Analyzing Dan Uggla's Defense, Part 2: Advanced Metrics

Last week, I looked at how Dan Uggla stacks up to other second basemen using traditional defensive statistics. While these stats were able to give some hints about Uggla's skillset, they couldn't really tell us much about how good of a defensive player he is overall. In this post, I'll examine what the three major "advanced" defensive metrics have to say about Uggla's fielding and a few related issues.

The consensus of these comprehensive metrics is that Uggla is a poor fielder. On average, he has cost his team about 4 to 8 runs per season, depending on which metric you use. This agrees with the data from the traditional stats as well as the scouting reports, both of which generally regard him as below average but not catastrophic at second base.

There are, however, some questions regarding the advanced metrics. The first is that Uggla's year-to-year ratings have vacillated quite a bit, ranging from terrible to average. The second is that, by UZR anyway, his home/road splits are huge, which has led to much discussion about whether Dolphins Stadium in some way harmed Uggla's fielding numbers. Many Braves fans want to believe this theory, since it would mean that Uggla's defense would look better now that he calls Turner Field home.

After the jump, I try to get a handle on these questions, with help from some graphs.

A bit about the metrics

For this post, I'll be using the three most commonly cited defensive metrics: Ultimate Zone Rating (UZR), Defensive Runs Saved (DRS), and Total Zone (TZ). For more on these stats, I've included a brief primer at the end of this post; just scroll down.

These systems are broadly similar, so don't get too hung up on the nitty gritty details (unless you want to). The scales are generally equivalent. Zero is average for all three systems. A very good total for a season is in the +10 or higher range. Similarly, a per-season score of -10 or lower is fairly bad.

The important thing to remember for all of these stats is that they are more volatile than hitting statistics. Ideally, you want 2.5 to 3 seasons' worth of data before drawing conclusions about a player's true defensive skill level. If you have less data than that, you have to A) take it with a huge grain of salt, and B) regress it to the mean (i.e., bring the number closer to zero).

How Uggla stacks up

If we're judging Dan Uggla's overall defensive performance, we have plenty of data to do so: five full seasons. Over this time, he has posted a total UZR of -22, (about -4.5 runs per season). His DRS in that time frame is -29, which would put his yearly value at around -6 runs. Finally, TZ gives him a whopping -39 total, which is equivalent to about -8 runs per year.

If we break this down into yearly totals, we can see that the systems generally have a remarkable amount of consensus about Uggla's defense:

Advanced_stats_by_year_medium

For as much as we've heard about the wildly diverging opinions of the defensive metrics, they sure don't diverge much here. Aside from Uggla's 2006 UZR mark, all of the values for a given season are within 4 runs of each other. All the systems agree that he was just fine defensively in 2006 and 2008; they all agree that he was terrible in 2007 and very bad the past two years, too.

========================

Give the full name and abbreviation of each advanced defensive metric used in the article on Dan Uggla's defense.

[Raw records]
========================

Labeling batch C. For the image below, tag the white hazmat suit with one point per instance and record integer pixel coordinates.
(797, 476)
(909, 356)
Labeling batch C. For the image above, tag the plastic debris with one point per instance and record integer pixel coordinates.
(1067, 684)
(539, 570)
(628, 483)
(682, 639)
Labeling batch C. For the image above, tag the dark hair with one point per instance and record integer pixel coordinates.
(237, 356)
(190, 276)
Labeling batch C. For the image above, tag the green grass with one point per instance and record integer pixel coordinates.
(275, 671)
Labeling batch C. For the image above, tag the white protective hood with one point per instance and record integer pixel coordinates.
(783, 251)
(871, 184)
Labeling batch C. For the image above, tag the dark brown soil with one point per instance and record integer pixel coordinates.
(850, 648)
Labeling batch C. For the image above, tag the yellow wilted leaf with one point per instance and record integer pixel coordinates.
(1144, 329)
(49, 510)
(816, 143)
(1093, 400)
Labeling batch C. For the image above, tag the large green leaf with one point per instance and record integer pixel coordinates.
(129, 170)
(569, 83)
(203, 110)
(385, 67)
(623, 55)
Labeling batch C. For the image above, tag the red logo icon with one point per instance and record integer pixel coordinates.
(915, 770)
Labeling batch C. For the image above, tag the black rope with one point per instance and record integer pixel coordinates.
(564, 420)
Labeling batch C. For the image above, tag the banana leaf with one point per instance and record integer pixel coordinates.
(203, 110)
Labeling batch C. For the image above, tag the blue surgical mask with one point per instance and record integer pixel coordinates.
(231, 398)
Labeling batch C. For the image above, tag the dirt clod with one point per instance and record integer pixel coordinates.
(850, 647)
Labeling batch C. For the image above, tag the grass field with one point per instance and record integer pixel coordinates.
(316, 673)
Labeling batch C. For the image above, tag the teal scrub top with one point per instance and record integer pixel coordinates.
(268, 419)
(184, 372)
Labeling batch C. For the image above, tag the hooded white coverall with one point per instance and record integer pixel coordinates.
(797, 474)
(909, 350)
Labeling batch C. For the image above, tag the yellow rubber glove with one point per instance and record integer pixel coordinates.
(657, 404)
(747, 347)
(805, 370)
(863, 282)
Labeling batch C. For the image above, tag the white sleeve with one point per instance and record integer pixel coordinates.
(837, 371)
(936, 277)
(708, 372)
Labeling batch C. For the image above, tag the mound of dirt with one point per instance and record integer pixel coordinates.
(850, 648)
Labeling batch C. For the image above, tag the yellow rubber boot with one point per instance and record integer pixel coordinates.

========================

The completed task>
- Ultimate Zone Rating (UZR)
- Defensive Runs Saved (DRS)
- Total Zone (TZ)